Restate the whole of the data verbatim, omitting nothing.

(Dataset records)
***

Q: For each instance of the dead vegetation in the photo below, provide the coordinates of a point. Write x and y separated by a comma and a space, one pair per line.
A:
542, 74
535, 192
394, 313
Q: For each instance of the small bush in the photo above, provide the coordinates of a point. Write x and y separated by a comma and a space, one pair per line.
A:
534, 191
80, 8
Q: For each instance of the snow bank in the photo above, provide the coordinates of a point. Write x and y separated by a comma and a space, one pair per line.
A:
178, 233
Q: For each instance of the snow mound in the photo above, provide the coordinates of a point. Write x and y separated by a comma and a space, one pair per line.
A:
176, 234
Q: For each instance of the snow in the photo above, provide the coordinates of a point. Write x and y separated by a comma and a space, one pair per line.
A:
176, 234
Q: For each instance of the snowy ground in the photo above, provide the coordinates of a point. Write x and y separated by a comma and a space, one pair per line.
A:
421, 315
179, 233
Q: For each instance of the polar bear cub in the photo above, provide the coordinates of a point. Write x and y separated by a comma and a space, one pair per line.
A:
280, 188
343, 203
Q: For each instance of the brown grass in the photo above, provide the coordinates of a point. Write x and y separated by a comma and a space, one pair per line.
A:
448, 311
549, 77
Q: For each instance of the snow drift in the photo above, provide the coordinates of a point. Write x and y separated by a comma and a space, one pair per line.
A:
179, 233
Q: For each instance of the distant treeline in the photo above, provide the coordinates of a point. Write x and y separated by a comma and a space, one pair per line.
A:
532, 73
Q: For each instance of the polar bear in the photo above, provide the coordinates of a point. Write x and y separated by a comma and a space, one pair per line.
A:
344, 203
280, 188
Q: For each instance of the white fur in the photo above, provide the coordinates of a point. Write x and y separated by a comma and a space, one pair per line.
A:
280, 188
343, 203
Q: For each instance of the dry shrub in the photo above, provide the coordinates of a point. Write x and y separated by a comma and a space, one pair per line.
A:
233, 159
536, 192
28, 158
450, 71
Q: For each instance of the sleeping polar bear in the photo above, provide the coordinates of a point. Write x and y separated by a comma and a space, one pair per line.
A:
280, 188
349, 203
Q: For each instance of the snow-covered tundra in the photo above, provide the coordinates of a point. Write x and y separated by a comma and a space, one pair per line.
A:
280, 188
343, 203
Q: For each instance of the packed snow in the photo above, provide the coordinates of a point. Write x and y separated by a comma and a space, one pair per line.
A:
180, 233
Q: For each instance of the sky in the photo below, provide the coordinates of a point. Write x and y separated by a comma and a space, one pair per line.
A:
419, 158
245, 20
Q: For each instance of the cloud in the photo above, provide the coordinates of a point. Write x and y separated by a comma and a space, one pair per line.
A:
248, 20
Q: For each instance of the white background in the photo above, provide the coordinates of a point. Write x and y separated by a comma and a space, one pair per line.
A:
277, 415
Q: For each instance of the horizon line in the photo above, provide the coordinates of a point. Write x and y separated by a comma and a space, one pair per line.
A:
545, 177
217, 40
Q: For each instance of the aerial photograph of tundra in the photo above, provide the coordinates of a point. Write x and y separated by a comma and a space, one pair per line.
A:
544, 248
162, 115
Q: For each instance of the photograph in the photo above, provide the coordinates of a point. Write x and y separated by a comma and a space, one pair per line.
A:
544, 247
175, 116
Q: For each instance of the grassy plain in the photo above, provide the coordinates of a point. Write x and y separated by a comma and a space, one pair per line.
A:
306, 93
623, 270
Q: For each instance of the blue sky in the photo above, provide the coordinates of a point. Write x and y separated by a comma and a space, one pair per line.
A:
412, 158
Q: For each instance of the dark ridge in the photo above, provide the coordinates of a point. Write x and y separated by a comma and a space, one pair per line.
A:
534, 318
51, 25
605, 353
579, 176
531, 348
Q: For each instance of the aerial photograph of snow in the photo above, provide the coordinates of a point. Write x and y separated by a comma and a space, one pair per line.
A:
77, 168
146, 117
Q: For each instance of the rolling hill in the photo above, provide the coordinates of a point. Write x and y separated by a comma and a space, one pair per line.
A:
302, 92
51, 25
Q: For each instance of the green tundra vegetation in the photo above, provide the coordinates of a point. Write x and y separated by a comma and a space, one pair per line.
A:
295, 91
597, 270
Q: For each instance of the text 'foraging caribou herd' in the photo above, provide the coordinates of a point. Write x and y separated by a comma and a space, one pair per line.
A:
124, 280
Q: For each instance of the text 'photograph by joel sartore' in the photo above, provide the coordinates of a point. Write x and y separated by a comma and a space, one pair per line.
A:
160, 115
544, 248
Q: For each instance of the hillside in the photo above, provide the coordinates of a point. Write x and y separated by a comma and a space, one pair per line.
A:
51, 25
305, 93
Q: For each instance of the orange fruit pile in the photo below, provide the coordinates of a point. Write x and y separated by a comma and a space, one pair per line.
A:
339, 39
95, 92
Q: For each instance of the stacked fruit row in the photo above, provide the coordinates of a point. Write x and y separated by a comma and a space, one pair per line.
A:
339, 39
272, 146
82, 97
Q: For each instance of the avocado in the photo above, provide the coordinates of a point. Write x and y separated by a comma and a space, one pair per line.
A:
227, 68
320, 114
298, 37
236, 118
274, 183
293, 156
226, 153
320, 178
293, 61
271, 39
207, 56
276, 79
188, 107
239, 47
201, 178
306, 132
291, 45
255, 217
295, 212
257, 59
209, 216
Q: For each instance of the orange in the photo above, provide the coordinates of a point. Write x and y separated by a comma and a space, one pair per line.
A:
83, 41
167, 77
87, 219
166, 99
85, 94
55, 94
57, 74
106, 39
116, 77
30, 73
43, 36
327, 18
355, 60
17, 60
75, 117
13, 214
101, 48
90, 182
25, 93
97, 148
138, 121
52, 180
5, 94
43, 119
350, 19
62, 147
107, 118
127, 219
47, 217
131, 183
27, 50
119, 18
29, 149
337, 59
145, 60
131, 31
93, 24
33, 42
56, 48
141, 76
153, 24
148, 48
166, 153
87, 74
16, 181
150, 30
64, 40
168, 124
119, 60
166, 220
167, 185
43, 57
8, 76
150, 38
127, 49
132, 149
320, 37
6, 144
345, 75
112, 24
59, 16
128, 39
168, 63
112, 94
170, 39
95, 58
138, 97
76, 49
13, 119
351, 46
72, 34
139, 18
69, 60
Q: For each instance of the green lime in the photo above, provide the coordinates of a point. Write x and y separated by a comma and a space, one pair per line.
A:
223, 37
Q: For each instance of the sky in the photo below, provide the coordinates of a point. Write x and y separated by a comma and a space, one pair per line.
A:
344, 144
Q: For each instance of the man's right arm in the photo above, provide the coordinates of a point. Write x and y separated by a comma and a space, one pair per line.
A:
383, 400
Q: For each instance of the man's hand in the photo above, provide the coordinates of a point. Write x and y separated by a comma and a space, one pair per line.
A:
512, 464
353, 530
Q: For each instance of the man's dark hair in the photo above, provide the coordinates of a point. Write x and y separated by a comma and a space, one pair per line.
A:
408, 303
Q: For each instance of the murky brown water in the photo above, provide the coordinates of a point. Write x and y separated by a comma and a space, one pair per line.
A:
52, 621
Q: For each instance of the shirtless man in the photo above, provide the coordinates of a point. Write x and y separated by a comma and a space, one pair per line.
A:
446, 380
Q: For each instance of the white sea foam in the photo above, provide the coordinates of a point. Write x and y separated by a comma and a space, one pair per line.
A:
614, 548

***

[Expected answer]
Q: For each instance of the dead vegetation in the photo below, provide the coordinates of a point. Write x and y separated by a comma and a space, one pair per line.
A:
542, 74
535, 192
394, 313
Q: For each instance of the small bush in the photo above, provide the coordinates of a point. Write x and y separated by a comma and a space, one pair per line.
A:
534, 191
80, 8
Q: For each instance of the snow bank in the photo above, provide the coordinates of a point. Write x and y separated by a comma and a space, one pair per line.
A:
178, 233
Q: For each instance of the snow mound in the photo above, provide the coordinates of a point. Write x and y separated by a comma and a space, one pair per line.
A:
176, 234
Q: For each instance of the snow in the photo above, provide the coordinates of a point. Write x and y separated by a comma and a space, one pair per line.
A:
176, 234
Q: For each instance of the snowy ground in the photo above, provide the coordinates of a point. Write x and y separated by a comma and a space, one pair per line.
A:
421, 315
179, 233
Q: For each instance of the polar bear cub in the photo above, provide the coordinates of a point. Write x and y separated by a comma and a space, one pair per line.
A:
280, 188
343, 203
Q: For each instance of the brown grass in the photo above, provide the coordinates of a point. Write x and y separated by a comma and a space, one pair per line.
A:
448, 311
549, 77
Q: For each instance of the snow drift in the photo above, provide the coordinates of a point. Write x and y separated by a comma and a space, one pair per line.
A:
179, 233
Q: For each instance of the distant treeline in the photo above, provide the coordinates of a point. Write x and y separated by a comma and a space, one pair per line.
A:
532, 73
Q: For each instance of the polar bear in the photo above, provide the coordinates of a point. Write x and y separated by a comma and a space, one pair per line.
A:
344, 203
280, 188
Q: For each instance of the white fur in the photo above, provide the coordinates of a point. Write x and y separated by a comma and a space, one pair per line.
A:
280, 188
343, 203
Q: For each instance of the dry shrub in the photo above, provide the coordinates of a point. Write x and y separated by a comma and a space, one pair per line.
A:
233, 159
536, 192
28, 158
450, 71
Q: For each instance of the sleeping polar bear in the photo above, provide the coordinates of a point. Write x and y separated by a comma and a space, one pair per line.
A:
280, 188
349, 203
Q: For each instance of the snow-covered tundra in the photo above, provide the coordinates of a point. Write x and y separated by a comma and a space, one pair per line.
A:
280, 188
343, 203
Q: For each instance of the packed snow in the photo above, provide the coordinates of a point. Write x and y separated by a comma and a space, one pair per line.
A:
180, 233
Q: For each instance of the sky in the photo below, provide the coordinates of a point. Write x and y separated by a comma and a space, one pair per line.
A:
419, 158
245, 20
Q: For each instance of the cloud in the photo above, provide the coordinates of a point. Write x and y separated by a comma and a space, one pair per line.
A:
248, 20
Q: For each instance of the white background in the photo above, provide the coordinates of a point. Write x and y separated by a comma and a space, one pair per line.
A:
277, 415
Q: For each instance of the horizon line in the photo above, provide the coordinates of a point. Write x and y separated by a comma and a space, one pair per line.
A:
545, 177
217, 40
Q: For each instance of the aerial photograph of tundra in the photo above, provide the coordinates of a point. Write x and y separated by a comma and a space, one pair per line.
A:
544, 248
162, 115
Q: For each instance of the photograph in the photo above, provide the coordinates of a point. Write x and y separated by a comma and a space, one pair per line.
A:
544, 247
175, 116
Q: For each instance of the grassy plain in the photo above, provide the coordinates of a point. Write x and y separated by a comma and a space, one pair per line.
A:
306, 93
623, 270
Q: For each instance of the blue sky in the photo above, provide the coordinates of a point. Write x and y separated by a comma and a space, one pair per line.
A:
412, 158
Q: For each instance of the dark ridge in the photo above, provide the coordinates of a point. Write x and y separated by a comma and a space, one pair per line.
A:
534, 318
51, 25
605, 353
579, 176
531, 348
Q: For each instance of the aerial photograph of snow in the photo above, provide the coordinates of a point. Write x and y separated by a comma and a space, one pair per line.
A:
77, 168
146, 117
Q: For each instance of the rolling hill in the photo above, provide the coordinates of a point. Write x and y separated by a comma and a space, one pair per line.
A:
302, 92
51, 25
Q: For each instance of the green tundra vegetation in the photo above, provide the coordinates of a point. Write x and y separated by a comma and a space, one pair per line.
A:
295, 91
597, 270
Q: For each instance of the text 'foraging caribou herd' in the photo above, provide the coordinates of a point. Write x and y separated by a comma and a space, one pair per line.
A:
124, 280
Q: For each instance of the text 'photograph by joel sartore' in the photo above, provide the coordinates of a point. Write x and y separated by a comma and a space, one pair per line.
A:
160, 115
544, 248
Q: For each instance of the hillside in the photo above, provide the coordinates of a point. Write x and y separated by a comma and a space, one pair per line.
A:
51, 25
305, 93
Q: For each instance of the orange fruit pile in the photo below, provide the coordinates of a point. Write x and y separated by a comma and a space, one pair per line.
A:
339, 39
95, 92
Q: For each instance of the stacked fruit row in the photo above, provide the coordinates of a point. Write x and y separated by a comma and a space, one pair per line.
A:
339, 39
272, 146
82, 97
Q: For each instance of the avocado in the photo above, provide the coordinates of a point. Write x and y separated by a comma and a space, one pair per line.
A:
227, 68
320, 114
298, 37
236, 118
274, 183
293, 156
226, 153
320, 178
293, 61
271, 39
207, 56
276, 79
188, 107
239, 47
201, 178
306, 132
291, 45
255, 217
295, 212
257, 59
209, 216
Q: For each instance of the orange in the photo above, provide the coordinates of a point. Write x and y separated by a comma and a space, one pair per line.
A:
83, 41
167, 77
87, 219
166, 99
85, 94
55, 94
57, 74
106, 39
116, 77
30, 73
43, 36
327, 18
355, 60
17, 60
75, 117
13, 214
101, 48
90, 182
25, 93
97, 148
138, 121
52, 180
5, 94
43, 119
350, 19
62, 147
107, 118
127, 219
47, 217
131, 183
27, 50
119, 18
29, 149
337, 59
145, 60
131, 31
93, 24
33, 42
56, 48
141, 76
153, 24
148, 48
166, 153
87, 74
16, 181
150, 30
64, 40
168, 124
119, 60
166, 220
167, 185
43, 57
8, 76
150, 38
127, 49
132, 149
320, 37
6, 144
345, 75
112, 24
59, 16
128, 39
168, 63
112, 94
170, 39
95, 58
138, 97
76, 49
13, 119
351, 46
72, 34
139, 18
69, 60
Q: For each instance of the green lime in the photo above, provide the coordinates of a point. Write x and y separated by a comma and a space, one pair per line.
A:
223, 37
Q: For each instance of the sky in the photo below, provide the coordinates of a point. Write x and y separated by a comma and a space, one pair per line.
A:
344, 144
Q: For each instance of the man's right arm in the photo above, provide the coordinates of a point. Write x and y separated by a comma and a space, one pair per line.
A:
383, 400
Q: For each instance of the man's hand in the photo above, provide the coordinates of a point. Write x and y separated by a comma and a space, one pair per line.
A:
512, 464
353, 530
Q: For each instance of the man's dark hair in the photo above, provide the coordinates of a point. Write x and y separated by a comma and a space, one pair per line.
A:
408, 303
Q: For each instance of the murky brown water in the photo above, provide the coordinates of a point. Write x and y separated by a comma and a space, one pair per line.
A:
52, 621
Q: For each instance of the shirtless man in the photo above, provide the coordinates of a point. Write x and y separated by a comma and a space, one pair per line.
A:
446, 380
Q: For each instance of the white sea foam in the photo above, provide the coordinates of a point. Write x and y separated by a comma and a space, one pair per line.
A:
614, 548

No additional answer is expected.